AIM OF THE TASK:
Please copy out every row below, requests included, and shift each traced outline by adding 110 to every coordinate in it. Leave the numbers in the requests and their layout samples unchanged.

──────────────────────────────

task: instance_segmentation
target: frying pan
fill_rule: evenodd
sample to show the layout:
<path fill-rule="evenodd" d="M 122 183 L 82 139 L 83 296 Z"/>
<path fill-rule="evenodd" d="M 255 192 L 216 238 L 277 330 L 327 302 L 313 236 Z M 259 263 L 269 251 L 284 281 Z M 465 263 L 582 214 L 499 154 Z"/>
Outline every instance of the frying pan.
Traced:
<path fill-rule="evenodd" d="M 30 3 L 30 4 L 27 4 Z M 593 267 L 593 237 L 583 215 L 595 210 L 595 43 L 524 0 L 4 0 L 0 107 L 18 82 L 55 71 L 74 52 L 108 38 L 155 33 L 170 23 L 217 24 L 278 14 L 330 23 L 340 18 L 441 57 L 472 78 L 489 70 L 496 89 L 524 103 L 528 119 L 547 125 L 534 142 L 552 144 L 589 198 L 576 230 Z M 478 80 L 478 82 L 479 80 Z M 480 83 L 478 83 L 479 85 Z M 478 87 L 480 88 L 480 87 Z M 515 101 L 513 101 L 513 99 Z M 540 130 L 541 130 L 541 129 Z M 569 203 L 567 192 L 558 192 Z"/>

──────────────────────────────

FINAL ANSWER:
task: instance_segmentation
target: frying pan
fill_rule: evenodd
sample to show the layout:
<path fill-rule="evenodd" d="M 122 183 L 82 139 L 83 296 Z"/>
<path fill-rule="evenodd" d="M 255 192 L 216 238 L 277 330 L 327 302 L 313 236 Z M 259 263 L 269 251 L 284 281 Z M 465 263 L 582 214 L 499 154 Z"/>
Outline every instance of the frying pan.
Traced:
<path fill-rule="evenodd" d="M 140 113 L 140 114 L 137 114 Z M 703 377 L 703 347 L 693 325 L 705 320 L 705 153 L 634 110 L 114 110 L 110 217 L 128 192 L 165 181 L 184 162 L 218 148 L 265 143 L 280 133 L 327 134 L 388 124 L 440 133 L 450 128 L 551 167 L 582 188 L 599 180 L 606 199 L 634 213 L 638 229 L 657 235 L 644 252 L 662 254 L 699 308 L 686 340 Z M 588 190 L 588 192 L 589 190 Z M 590 193 L 588 193 L 589 195 Z M 588 197 L 590 198 L 590 197 Z M 625 211 L 623 211 L 623 209 Z M 650 240 L 651 240 L 651 239 Z M 679 313 L 677 302 L 668 302 Z"/>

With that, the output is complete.